- **Brief**: Extract every line of the data below that contains the string "object". Matching is case-sensitive.

- **Exercise material**:
BEGIN
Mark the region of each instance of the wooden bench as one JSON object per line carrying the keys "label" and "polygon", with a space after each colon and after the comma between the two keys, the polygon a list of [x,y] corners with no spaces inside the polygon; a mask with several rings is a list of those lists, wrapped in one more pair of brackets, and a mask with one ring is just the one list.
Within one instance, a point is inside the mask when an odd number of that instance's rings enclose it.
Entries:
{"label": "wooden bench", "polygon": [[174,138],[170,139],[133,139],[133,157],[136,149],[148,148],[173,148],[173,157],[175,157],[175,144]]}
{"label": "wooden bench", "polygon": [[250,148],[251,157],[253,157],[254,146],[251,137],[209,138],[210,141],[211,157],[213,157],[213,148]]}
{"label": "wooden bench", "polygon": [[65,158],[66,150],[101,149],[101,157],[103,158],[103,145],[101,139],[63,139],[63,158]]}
END
BEGIN
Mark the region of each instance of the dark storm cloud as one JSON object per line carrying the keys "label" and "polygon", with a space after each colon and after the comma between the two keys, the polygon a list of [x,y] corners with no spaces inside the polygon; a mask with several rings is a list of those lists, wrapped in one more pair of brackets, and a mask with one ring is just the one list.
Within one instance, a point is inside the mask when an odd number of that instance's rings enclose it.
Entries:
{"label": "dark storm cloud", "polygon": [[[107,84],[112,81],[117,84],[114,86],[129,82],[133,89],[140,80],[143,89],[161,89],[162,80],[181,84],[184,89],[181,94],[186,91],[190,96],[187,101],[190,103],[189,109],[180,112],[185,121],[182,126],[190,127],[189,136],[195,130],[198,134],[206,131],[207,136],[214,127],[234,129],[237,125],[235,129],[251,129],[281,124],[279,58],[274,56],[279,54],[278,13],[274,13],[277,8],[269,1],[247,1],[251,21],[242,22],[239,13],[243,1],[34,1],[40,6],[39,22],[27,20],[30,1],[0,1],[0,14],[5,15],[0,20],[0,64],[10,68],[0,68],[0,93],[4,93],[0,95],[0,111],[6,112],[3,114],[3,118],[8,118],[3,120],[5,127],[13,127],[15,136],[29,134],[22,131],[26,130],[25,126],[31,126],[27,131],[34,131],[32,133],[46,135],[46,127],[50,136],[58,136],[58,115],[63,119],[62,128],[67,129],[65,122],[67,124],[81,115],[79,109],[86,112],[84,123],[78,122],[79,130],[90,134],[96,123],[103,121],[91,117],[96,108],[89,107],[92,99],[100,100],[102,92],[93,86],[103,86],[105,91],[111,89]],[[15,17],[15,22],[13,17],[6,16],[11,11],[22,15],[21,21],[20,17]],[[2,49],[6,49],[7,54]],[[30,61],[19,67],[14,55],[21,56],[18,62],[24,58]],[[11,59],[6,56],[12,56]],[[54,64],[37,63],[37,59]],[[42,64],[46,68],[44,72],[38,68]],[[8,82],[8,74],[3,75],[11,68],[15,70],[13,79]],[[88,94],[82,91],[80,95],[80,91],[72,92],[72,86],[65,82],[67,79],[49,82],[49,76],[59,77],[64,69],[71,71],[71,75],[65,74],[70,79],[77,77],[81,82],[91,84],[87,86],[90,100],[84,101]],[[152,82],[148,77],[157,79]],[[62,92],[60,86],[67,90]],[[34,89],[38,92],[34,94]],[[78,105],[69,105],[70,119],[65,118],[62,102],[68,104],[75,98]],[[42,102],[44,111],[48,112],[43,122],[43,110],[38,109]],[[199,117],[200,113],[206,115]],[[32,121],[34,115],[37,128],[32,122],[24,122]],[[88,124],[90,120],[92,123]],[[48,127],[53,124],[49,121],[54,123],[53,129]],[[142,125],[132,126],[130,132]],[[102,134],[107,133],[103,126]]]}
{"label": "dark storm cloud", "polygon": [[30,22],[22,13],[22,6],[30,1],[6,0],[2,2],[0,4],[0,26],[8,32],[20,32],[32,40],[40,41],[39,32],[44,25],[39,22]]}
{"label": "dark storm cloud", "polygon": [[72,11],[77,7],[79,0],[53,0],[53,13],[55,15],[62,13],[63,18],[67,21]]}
END
BEGIN
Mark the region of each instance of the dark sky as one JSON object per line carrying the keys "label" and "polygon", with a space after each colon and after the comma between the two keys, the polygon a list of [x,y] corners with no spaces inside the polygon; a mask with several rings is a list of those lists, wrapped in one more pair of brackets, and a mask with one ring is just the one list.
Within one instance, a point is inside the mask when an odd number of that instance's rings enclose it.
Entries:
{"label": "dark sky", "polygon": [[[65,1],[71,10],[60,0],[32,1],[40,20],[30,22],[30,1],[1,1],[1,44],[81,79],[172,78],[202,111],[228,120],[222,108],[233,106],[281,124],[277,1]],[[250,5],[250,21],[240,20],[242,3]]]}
END
- **Exercise answer**:
Mark the region of each instance of the wooden bench as one JSON object per line carrying the keys "label" and "polygon", with a space after each colon and after the comma between the two keys, the polygon a list of [x,y] corners with no spaces inside the polygon; a mask with several rings is a list of those lists, wrapped in one more pair of brackets, and a mask with one ring is just the one list.
Mark the region of each instance of the dark storm cloud as one JSON object per line carrying the keys "label" and "polygon", with a space after each colon and after the comma between the two keys, the polygon a list of [x,y] corners with no spaces inside the polygon; a mask with several rings is a list of those lists, wrapped in one more pair of brackets, and a mask with one ring is just the one list.
Mark the region of each instance of the dark sky as one JSON object per line carrying the keys "label" and "polygon", with a space after each colon and after the comma between the two keys, the polygon a list of [x,y] corners with no spaces inside the polygon; a mask with several rings is a list of those lists, wrapped in one more pair of brackets, and a mask with one ring is just the one list.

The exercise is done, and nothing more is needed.